So after a few months, I’ve made an interesting observation about my location. I desperately wanted to open a neighborhood joint - a restaurant with a gritty feel where my family greeted the tables and people acted as if they were at home. I’m in a fairly affluent suburb of Kansas City and have observed that most of my guests have very little appreciation for gritty. They have been trained to appreciate the “Appleebees” experience (for lack of a better term). They expect to be greeted by a well-dressed 18 YO immediately when the come in the door, they expect their server to give them a prepared speel about the appetizers in a robotic voice, they expect perfectly round pizzas with evenly spaced toppings, etc. I’ve adapted and it’s going fine, it’s just interesting.
My wife and kids were in Minneapolis last weekend and ate at a great place called Fat Lorenzos. It had a really gritty neighborhood feel to it which I loved. But, I’m confident my clientele would not.
I feel like, if I’d opened in mid-town KC, it would be a completely different restaurant. Funny how different people can be.
Anyone else have this experience?

========================================================================

• [ASSIGNED TASK A] From the restaurant post, extract the passage that opens with the words containing "So after a few" and closes with "it’s just interesting.".
• [ASSIGNED TASK B] Based on the restaurant post, answer yes or no for each statement and quote the words that decide it: (i) The writer's restaurant is in a suburb of Kansas City. (ii) The writer has refused to adapt to what the guests expect. (iii) The writer thinks opening in mid-town KC would have produced a different restaurant.

========================================================================

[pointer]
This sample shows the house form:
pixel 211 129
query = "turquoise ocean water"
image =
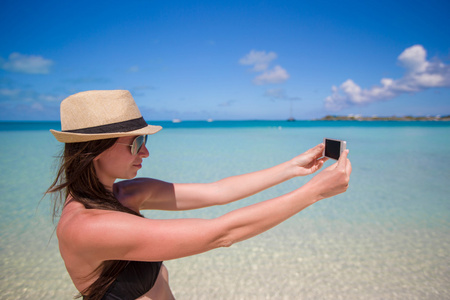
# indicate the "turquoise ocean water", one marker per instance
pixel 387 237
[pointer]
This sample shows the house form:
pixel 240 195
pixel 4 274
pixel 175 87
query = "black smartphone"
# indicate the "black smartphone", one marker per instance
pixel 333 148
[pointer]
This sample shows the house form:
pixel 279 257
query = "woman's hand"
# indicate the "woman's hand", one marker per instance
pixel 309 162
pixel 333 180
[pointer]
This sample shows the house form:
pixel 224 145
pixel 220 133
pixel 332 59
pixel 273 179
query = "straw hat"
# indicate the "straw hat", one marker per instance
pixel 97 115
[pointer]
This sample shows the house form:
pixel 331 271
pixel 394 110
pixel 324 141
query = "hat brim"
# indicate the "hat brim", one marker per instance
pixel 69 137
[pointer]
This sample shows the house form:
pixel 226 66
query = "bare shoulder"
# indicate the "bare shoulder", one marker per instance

========================================================================

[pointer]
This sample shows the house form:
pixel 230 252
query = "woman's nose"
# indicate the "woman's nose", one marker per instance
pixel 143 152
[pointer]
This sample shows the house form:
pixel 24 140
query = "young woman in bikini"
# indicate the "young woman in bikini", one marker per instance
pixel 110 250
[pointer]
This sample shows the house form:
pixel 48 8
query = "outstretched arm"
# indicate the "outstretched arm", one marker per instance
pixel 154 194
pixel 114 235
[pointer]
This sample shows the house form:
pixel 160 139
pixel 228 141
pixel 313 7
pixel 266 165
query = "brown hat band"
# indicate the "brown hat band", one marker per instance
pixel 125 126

========================================================================

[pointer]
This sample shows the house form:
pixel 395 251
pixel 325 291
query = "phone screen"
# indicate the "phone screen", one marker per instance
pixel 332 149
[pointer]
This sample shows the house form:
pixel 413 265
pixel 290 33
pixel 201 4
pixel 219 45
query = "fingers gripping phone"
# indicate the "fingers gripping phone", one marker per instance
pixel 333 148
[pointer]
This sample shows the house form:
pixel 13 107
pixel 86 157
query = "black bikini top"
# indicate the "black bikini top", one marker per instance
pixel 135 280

========================================================================

• [EXERCISE SOLUTION A]
So after a few months, I’ve made an interesting observation about my location. I desperately wanted to open a neighborhood joint - a restaurant with a gritty feel where my family greeted the tables and people acted as if they were at home. I’m in a fairly affluent suburb of Kansas City and have observed that most of my guests have very little appreciation for gritty. They have been trained to appreciate the “Appleebees” experience (for lack of a better term). They expect to be greeted by a well-dressed 18 YO immediately when the come in the door, they expect their server to give them a prepared speel about the appetizers in a robotic voice, they expect perfectly round pizzas with evenly spaced toppings, etc. I’ve adapted and it’s going fine, it’s just interesting.

• [EXERCISE SOLUTION B]
(i) Yes: "I’m in a fairly affluent suburb of Kansas City"
(ii) No: "I’ve adapted and it’s going fine"
(iii) Yes: "if I’d opened in mid-town KC, it would be a completely different restaurant"